*WORK TO BE COMPLETED*. Provide only the number of lines in the data below that contain the string "order".

(Records excerpted from a collection)
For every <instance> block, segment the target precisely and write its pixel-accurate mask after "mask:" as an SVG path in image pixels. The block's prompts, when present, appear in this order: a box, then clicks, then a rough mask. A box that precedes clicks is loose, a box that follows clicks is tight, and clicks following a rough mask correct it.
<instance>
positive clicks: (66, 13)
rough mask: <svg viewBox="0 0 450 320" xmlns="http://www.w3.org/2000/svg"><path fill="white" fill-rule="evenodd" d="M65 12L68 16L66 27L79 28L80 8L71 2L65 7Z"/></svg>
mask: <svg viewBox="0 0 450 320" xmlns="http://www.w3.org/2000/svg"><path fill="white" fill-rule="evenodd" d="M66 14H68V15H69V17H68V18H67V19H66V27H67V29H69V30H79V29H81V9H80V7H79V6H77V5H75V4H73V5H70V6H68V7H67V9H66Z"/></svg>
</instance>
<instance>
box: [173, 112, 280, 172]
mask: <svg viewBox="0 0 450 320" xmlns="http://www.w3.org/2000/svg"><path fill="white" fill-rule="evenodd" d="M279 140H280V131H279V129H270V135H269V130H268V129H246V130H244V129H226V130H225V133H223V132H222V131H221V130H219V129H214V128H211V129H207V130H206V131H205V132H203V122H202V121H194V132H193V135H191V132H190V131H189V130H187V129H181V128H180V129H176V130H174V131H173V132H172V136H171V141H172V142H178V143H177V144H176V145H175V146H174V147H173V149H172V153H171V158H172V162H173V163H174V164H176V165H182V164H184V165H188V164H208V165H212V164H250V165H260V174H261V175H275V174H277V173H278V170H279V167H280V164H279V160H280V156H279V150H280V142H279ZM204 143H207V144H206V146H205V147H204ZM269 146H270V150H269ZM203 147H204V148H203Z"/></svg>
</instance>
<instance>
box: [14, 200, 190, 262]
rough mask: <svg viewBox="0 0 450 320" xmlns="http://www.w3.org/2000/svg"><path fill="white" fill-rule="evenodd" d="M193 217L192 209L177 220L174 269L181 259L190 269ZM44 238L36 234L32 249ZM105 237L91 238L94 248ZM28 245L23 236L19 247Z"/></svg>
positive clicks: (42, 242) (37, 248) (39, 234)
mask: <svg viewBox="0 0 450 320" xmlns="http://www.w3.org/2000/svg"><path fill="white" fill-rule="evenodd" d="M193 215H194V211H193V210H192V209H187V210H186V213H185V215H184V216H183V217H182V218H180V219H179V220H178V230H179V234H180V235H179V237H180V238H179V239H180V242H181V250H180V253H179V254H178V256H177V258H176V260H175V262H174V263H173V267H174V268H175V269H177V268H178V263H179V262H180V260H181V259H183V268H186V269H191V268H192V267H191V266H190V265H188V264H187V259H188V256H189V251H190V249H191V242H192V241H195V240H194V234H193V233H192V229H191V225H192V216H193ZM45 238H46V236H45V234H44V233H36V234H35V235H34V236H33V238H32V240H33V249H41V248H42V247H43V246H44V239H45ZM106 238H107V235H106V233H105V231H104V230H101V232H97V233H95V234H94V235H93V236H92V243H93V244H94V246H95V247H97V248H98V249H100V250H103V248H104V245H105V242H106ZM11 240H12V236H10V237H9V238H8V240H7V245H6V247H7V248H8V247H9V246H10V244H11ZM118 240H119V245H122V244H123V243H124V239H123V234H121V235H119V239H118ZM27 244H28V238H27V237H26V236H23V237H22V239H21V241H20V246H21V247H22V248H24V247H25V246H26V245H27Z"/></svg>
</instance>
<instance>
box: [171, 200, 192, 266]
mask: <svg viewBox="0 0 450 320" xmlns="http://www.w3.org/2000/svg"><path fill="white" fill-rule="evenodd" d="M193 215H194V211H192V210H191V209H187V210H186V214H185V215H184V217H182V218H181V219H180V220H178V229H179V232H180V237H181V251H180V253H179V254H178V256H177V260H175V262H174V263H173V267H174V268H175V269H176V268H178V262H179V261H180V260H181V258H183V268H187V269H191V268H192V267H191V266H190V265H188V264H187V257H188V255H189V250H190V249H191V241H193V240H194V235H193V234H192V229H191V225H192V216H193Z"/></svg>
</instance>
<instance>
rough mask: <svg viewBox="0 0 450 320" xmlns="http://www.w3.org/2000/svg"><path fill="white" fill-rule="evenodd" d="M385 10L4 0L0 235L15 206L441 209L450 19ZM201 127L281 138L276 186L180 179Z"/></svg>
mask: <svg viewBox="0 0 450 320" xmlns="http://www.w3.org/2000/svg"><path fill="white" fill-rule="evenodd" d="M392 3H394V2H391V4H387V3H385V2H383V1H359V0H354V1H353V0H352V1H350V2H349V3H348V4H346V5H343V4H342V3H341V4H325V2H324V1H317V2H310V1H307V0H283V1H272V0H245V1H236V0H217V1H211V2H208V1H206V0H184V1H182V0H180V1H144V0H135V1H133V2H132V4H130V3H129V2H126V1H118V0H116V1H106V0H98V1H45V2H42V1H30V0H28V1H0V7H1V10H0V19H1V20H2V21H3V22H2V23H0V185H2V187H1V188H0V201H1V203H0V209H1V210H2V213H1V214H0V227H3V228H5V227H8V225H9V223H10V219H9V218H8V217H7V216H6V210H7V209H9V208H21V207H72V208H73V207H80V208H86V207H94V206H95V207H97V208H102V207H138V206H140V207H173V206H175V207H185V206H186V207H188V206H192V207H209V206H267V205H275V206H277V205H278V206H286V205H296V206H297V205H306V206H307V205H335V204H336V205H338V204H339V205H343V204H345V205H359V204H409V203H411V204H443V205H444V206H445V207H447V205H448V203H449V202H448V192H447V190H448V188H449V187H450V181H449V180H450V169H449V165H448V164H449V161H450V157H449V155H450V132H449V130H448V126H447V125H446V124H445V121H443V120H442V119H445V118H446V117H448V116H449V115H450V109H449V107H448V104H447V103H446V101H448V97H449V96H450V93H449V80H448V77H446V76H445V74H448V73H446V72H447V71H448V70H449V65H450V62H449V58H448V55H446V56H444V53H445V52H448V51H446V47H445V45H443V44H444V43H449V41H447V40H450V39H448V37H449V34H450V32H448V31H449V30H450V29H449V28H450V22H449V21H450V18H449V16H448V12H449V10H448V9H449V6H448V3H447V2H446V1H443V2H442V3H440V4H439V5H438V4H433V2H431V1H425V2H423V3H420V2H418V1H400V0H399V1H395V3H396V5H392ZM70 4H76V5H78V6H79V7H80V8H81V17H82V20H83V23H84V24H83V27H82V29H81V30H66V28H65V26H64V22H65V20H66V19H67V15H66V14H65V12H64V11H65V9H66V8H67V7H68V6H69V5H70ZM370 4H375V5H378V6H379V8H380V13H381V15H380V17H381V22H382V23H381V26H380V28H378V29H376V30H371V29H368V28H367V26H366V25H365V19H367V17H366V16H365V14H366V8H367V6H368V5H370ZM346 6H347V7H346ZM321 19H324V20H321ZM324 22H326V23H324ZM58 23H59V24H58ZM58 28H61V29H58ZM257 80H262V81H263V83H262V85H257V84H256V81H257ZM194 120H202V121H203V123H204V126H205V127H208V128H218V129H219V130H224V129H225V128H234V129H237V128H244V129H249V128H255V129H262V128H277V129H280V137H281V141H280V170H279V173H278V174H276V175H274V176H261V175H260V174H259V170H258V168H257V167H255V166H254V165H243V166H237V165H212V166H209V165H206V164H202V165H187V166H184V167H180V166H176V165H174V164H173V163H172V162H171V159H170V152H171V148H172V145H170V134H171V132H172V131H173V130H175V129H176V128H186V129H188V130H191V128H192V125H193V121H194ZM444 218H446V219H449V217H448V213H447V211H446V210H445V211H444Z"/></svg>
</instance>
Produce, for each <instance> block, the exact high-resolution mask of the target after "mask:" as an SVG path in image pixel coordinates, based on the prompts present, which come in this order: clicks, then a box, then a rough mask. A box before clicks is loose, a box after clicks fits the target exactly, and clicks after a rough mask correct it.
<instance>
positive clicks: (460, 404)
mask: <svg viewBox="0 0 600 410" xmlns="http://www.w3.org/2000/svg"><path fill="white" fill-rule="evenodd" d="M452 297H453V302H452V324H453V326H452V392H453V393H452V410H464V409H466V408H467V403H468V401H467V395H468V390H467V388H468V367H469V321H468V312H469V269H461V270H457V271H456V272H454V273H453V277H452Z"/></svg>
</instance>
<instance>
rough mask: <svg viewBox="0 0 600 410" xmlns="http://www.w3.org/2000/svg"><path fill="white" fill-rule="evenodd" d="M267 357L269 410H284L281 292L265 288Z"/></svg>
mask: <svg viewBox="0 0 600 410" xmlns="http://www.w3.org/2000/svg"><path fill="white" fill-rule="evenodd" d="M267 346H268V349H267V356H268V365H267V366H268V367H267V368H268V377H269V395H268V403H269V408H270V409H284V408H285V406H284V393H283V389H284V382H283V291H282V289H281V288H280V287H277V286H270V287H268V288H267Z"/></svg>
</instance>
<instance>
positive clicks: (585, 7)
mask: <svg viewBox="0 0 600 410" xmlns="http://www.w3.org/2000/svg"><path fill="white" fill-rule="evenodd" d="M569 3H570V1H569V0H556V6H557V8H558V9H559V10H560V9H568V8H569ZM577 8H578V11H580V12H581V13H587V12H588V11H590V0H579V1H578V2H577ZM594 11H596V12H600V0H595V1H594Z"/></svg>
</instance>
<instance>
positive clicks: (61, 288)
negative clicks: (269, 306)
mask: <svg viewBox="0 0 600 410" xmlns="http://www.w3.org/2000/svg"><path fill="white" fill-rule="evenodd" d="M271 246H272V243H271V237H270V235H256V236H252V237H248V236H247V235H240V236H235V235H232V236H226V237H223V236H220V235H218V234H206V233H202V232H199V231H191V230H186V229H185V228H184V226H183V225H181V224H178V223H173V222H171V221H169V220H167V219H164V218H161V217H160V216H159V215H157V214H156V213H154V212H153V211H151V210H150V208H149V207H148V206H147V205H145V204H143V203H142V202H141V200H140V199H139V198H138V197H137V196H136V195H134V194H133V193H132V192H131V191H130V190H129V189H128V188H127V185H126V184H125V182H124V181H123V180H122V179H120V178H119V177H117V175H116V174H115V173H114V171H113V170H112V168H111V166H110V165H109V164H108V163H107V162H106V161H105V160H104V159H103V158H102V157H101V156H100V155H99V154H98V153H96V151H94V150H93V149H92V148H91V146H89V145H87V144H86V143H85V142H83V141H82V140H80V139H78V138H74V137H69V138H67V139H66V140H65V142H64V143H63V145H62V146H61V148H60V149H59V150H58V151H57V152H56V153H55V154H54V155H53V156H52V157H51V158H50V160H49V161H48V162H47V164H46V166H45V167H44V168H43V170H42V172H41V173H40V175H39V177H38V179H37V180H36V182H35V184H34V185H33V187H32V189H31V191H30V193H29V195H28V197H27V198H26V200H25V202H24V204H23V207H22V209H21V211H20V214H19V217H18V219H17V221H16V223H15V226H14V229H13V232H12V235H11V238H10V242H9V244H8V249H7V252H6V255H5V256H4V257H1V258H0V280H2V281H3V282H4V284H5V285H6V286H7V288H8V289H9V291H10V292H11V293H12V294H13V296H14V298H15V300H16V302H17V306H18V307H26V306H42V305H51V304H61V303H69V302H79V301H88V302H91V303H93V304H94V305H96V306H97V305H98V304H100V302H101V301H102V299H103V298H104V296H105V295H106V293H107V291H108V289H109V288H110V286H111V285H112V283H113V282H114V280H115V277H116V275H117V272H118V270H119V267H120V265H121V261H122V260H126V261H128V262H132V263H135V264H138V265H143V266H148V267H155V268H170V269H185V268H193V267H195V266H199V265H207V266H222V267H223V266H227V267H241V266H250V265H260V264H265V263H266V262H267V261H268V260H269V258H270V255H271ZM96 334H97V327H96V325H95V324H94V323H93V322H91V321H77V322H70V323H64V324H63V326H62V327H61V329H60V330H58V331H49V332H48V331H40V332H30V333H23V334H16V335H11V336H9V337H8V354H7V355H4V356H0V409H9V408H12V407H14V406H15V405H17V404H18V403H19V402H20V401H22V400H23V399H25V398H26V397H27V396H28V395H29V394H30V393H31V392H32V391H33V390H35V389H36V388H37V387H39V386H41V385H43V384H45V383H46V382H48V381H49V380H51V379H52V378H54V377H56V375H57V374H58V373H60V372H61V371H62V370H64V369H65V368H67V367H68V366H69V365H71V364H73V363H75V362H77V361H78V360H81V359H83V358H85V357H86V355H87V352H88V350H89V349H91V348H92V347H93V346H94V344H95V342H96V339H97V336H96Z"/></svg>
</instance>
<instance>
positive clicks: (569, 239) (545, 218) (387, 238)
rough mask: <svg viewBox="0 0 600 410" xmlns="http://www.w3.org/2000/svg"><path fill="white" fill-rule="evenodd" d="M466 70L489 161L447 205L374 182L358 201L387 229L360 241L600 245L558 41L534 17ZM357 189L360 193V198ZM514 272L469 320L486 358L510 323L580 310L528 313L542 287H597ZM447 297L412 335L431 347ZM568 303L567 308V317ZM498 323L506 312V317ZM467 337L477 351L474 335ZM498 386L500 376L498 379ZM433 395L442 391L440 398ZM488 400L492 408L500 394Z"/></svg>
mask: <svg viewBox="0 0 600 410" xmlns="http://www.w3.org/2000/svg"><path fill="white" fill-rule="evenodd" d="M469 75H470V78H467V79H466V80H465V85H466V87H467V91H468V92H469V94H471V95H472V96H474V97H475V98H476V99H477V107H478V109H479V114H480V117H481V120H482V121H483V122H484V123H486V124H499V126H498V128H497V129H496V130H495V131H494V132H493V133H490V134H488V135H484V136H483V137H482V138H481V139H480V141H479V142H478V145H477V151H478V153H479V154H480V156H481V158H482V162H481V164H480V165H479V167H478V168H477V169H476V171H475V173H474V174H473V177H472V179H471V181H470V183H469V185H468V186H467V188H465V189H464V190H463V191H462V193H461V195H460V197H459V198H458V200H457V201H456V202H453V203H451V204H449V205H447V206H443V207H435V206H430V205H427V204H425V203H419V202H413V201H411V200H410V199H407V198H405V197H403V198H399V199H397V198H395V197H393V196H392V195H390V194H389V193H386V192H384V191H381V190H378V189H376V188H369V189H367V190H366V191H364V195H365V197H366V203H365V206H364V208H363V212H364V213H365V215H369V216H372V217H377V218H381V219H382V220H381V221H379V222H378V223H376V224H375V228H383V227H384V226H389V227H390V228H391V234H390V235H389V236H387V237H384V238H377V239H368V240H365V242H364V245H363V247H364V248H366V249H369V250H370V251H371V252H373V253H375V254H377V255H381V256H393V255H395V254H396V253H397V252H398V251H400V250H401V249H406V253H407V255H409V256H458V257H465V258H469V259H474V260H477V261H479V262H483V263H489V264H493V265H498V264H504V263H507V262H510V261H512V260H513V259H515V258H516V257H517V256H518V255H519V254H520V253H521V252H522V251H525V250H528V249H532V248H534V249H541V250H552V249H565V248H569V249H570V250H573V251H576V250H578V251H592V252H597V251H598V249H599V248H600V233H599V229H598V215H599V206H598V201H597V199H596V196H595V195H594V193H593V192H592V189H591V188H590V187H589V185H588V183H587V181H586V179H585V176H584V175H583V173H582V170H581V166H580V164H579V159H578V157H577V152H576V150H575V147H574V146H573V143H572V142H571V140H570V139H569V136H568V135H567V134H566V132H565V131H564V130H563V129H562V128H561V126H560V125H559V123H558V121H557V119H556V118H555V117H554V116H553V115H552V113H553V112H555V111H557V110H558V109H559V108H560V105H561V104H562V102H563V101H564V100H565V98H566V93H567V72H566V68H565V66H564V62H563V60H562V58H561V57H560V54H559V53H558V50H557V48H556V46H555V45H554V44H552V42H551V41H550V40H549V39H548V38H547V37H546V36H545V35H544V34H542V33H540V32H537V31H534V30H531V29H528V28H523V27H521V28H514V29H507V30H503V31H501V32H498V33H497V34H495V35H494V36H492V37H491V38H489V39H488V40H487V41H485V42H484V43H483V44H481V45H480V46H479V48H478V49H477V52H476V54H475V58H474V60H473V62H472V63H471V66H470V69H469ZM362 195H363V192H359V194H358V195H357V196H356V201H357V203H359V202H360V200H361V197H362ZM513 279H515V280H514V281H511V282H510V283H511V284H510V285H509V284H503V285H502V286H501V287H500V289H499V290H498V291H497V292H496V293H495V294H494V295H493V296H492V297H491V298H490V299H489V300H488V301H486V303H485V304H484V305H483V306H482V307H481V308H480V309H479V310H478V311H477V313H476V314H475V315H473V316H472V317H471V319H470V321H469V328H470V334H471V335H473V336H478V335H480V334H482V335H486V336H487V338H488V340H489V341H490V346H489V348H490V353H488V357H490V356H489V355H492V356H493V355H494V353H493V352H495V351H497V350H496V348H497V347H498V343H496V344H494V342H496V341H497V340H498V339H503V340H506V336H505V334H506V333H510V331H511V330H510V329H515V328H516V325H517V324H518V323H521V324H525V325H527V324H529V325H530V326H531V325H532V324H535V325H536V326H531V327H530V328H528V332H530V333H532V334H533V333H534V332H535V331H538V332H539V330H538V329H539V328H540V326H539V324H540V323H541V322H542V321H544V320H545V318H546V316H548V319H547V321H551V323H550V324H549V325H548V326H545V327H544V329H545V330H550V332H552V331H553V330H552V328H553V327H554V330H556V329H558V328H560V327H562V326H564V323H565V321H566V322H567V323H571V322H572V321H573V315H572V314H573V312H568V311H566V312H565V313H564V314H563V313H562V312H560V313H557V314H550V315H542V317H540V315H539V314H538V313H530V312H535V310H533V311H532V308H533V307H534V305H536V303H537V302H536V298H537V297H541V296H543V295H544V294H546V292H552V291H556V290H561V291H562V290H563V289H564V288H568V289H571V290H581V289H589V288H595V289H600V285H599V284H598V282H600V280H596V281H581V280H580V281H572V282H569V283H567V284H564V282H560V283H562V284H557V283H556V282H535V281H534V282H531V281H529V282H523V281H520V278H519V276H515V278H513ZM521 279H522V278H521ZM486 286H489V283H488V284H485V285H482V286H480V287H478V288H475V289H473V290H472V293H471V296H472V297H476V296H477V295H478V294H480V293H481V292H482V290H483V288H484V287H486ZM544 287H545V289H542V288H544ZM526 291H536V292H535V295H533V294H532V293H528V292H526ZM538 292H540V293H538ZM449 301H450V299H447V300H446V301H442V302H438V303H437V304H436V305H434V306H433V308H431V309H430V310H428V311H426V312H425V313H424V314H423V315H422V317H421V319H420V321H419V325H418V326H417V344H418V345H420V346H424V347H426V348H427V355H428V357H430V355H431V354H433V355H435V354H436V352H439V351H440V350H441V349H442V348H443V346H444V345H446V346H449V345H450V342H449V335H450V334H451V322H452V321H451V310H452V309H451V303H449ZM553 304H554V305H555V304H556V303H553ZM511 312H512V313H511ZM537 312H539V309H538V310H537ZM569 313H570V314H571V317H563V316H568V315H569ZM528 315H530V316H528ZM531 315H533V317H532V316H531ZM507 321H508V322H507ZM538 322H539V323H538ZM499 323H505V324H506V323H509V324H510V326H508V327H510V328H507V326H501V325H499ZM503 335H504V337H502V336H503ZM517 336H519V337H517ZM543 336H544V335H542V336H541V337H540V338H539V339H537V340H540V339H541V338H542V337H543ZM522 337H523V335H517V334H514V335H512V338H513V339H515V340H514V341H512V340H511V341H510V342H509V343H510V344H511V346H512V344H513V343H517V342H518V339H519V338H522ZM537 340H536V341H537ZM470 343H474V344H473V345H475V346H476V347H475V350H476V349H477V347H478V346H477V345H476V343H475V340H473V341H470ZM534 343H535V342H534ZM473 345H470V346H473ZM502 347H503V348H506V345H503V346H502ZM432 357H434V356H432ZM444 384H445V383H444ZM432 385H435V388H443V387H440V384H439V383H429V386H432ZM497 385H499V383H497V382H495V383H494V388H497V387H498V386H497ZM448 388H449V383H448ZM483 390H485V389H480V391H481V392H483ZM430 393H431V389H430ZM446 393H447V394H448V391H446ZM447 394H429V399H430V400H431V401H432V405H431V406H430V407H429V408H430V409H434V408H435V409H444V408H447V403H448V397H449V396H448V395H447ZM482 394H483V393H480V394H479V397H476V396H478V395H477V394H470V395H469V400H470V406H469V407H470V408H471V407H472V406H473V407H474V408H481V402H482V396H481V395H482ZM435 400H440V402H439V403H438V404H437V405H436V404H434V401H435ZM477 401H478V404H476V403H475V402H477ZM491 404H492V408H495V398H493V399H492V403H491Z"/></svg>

*EXERCISE SOLUTION*. 2